Featured Poet: Sally Rawhey

We had the opportunity to interview the talented Sally Rawhey about her creative process and body of work.

Congratulations on publishing your books There and The Unspoken Voices What inspired you to write these books?

I would like to thank Train River Publishing for choosing me for this interview on your esteemed website, I was also one of the fortunate poets who joined your Spring Anthology and I am very proud of that. Well, my first book came after a turning point in my life, after a realization that one is created for a purpose and if it is poetry writing that fills the heart with a sense of living and meaning, then my journey was chosen for that. Greatly moved and inspired by the book, The Forty Rules Of Love, by Elif Shafak, and her magnificent story of Rumi ( the great Sufi Poet) and Shams the Dervish , I felt a strong need to write about the essence of love and its many magical forms, hence my first book, The Unspoken Voices. A couple of years later, THERE was published by the same British Publishing house that found in it a continuation to this elevated state of the heart that is made by love. Only this time, THERE, is a collection of poems that takes you to that very spot where everything meaningful in life happens. THERE, where people fall in love. THERE where hatred is rooted.. THERE, where God grants happiness.

| DATASET SECTION |
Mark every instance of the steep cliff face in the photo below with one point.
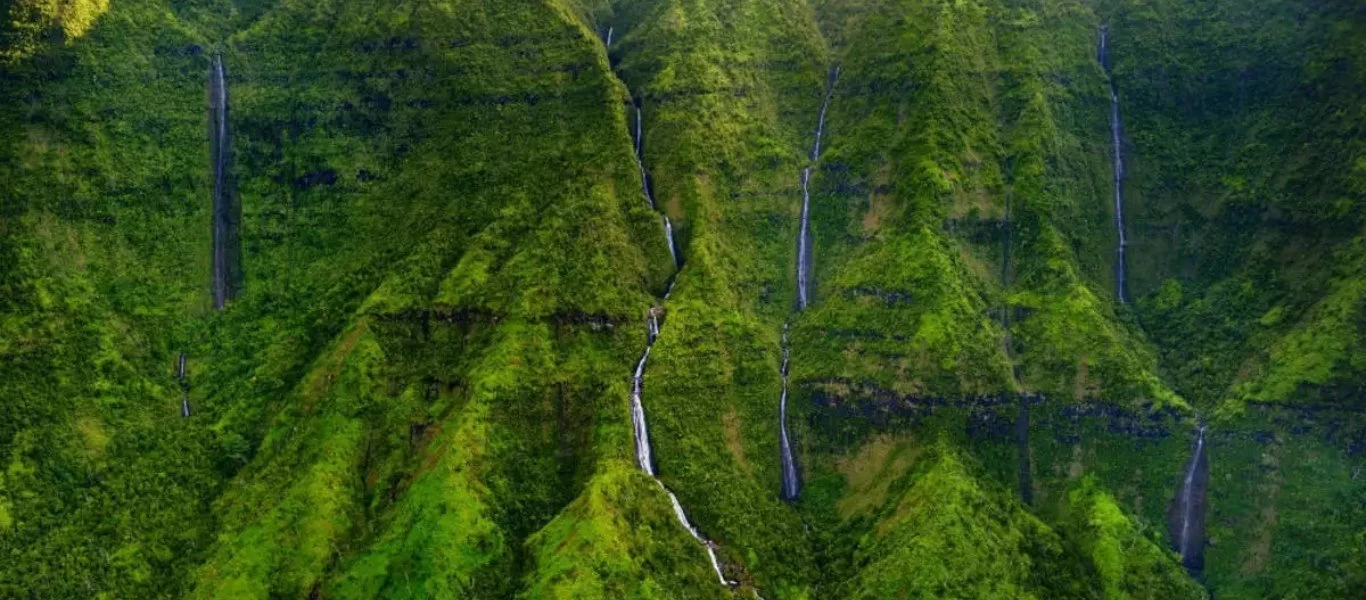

| REQUIRED ACTIONS |
- A) Answer these questions from the interview:
(i) Which publisher does Sally Rawhey thank for choosing her for the interview?
(ii) Which book by Elif Shafak moved and inspired her?
(iii) Which of her two books was published first?
- B) Transcribe the interview from "Featured Poet: Sally" up to and including "write these books?".
The listing above has no connection to the interview with Sally Rawhey.

| SOLUTIONS TO THE PROBLEMS |
- A)
(i) Train River Publishing
(ii) The Forty Rules Of Love
(iii) The Unspoken Voices

- B)
Featured Poet: Sally Rawhey

We had the opportunity to interview the talented Sally Rawhey about her creative process and body of work.

Congratulations on publishing your books There and The Unspoken Voices What inspired you to write these books?